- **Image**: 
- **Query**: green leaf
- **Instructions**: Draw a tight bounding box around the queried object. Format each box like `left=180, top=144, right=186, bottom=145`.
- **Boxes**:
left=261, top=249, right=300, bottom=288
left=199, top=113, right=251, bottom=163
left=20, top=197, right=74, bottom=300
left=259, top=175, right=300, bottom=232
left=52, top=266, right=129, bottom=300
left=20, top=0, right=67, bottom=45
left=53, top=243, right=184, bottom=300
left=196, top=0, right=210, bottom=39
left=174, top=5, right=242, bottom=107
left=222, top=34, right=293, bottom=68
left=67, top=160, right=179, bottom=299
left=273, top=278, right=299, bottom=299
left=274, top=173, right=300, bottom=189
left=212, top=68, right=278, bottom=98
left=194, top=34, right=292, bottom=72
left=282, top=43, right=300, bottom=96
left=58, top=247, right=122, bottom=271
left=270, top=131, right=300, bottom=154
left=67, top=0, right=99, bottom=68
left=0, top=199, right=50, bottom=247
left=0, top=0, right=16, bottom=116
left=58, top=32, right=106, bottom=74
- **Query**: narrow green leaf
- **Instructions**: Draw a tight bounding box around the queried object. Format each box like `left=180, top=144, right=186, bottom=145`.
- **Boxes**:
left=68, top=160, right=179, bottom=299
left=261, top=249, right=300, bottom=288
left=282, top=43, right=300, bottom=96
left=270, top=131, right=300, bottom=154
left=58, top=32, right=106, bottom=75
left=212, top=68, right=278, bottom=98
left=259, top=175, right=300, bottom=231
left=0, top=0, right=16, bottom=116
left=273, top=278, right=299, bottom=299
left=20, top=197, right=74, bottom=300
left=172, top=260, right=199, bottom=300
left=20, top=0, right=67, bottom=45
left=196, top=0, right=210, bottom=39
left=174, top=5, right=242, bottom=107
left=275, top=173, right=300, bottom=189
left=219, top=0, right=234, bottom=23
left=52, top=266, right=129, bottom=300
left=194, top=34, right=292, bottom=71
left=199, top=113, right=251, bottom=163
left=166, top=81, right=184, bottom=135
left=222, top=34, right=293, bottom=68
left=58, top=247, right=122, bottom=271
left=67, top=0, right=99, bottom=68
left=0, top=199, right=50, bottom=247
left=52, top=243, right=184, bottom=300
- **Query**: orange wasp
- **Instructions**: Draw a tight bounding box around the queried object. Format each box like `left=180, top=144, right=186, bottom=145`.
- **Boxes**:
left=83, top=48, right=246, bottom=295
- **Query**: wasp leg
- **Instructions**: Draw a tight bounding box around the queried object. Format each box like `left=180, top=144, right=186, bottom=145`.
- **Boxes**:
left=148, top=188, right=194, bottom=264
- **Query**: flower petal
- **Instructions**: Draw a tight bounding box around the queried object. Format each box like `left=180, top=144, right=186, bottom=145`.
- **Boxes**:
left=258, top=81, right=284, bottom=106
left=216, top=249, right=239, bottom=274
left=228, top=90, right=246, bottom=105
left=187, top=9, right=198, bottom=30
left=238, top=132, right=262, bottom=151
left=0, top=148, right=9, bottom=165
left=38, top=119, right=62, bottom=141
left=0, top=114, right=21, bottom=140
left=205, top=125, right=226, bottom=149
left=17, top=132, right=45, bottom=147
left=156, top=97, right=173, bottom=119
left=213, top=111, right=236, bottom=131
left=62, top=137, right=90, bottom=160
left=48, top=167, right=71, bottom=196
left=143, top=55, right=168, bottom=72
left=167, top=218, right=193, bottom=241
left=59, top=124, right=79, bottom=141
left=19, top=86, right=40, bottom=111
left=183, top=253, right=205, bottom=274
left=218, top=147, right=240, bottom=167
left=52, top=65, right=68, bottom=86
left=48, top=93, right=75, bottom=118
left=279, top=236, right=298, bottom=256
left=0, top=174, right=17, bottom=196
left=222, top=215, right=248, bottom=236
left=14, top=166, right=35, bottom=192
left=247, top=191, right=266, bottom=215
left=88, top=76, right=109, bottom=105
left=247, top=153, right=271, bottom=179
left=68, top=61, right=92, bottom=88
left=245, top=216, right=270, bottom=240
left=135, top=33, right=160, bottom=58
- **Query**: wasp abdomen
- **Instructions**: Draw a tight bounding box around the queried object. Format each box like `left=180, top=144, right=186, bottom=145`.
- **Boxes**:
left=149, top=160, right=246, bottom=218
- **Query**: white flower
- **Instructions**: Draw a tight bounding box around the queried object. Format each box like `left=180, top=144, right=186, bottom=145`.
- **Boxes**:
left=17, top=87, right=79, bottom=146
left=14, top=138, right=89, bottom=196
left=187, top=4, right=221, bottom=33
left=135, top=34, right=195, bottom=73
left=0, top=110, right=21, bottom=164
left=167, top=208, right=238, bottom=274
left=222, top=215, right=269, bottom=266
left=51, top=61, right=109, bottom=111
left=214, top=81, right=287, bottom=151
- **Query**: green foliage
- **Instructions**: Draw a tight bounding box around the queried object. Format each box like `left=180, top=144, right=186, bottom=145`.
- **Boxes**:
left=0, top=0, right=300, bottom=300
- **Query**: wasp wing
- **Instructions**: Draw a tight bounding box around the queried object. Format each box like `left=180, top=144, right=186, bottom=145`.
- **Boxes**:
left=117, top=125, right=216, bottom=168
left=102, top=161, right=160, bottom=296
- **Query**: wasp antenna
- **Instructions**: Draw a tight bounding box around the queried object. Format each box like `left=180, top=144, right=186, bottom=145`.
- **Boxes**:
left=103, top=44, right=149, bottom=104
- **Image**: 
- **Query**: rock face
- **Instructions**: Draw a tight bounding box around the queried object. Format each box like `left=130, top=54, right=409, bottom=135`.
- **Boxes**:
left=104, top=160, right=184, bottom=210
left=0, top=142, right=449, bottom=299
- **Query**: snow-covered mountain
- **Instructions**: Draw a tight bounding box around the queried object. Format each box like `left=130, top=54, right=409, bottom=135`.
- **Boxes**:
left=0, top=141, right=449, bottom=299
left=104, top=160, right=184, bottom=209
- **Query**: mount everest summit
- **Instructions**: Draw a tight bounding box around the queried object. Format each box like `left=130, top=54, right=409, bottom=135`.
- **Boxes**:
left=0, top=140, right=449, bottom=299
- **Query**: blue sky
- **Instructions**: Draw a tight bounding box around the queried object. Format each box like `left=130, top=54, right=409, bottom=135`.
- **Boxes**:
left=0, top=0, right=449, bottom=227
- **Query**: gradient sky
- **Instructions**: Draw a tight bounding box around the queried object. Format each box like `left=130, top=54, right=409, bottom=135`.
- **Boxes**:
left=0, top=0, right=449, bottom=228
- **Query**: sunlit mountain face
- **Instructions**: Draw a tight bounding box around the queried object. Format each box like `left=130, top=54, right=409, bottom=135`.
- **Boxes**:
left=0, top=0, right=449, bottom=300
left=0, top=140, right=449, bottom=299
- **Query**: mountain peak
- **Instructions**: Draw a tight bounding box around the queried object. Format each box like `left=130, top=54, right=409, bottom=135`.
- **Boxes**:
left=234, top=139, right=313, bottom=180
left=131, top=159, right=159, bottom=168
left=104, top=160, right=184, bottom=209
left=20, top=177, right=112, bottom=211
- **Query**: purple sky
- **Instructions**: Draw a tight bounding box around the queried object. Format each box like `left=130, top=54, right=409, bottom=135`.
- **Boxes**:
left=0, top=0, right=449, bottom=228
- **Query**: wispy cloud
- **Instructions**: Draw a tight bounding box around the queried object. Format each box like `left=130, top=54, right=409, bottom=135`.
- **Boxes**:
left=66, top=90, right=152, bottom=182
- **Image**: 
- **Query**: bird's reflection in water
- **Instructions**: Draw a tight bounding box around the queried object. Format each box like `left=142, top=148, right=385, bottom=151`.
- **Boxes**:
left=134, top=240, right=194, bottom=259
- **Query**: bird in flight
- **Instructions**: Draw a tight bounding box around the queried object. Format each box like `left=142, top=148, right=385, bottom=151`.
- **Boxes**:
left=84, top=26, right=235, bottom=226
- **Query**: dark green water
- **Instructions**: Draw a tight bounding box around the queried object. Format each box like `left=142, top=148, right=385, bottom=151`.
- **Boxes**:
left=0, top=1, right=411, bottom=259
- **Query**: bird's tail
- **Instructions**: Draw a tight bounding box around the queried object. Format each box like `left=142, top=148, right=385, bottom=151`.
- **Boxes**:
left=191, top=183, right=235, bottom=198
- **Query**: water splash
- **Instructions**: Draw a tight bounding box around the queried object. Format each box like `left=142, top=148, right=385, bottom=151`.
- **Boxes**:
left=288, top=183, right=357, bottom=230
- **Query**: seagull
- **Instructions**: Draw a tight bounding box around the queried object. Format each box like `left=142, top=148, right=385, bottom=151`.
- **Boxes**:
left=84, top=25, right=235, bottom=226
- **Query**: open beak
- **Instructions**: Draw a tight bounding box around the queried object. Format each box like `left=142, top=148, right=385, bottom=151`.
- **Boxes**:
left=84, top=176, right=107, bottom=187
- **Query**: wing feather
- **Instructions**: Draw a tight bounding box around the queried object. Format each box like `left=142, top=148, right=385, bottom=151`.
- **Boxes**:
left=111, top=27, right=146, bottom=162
━━━━━━━━━━━━━━━━
Locate every line in the listing above that contains the word "flower" and copy each of those lines out in full.

- **Query**: flower petal
- **Query**: white flower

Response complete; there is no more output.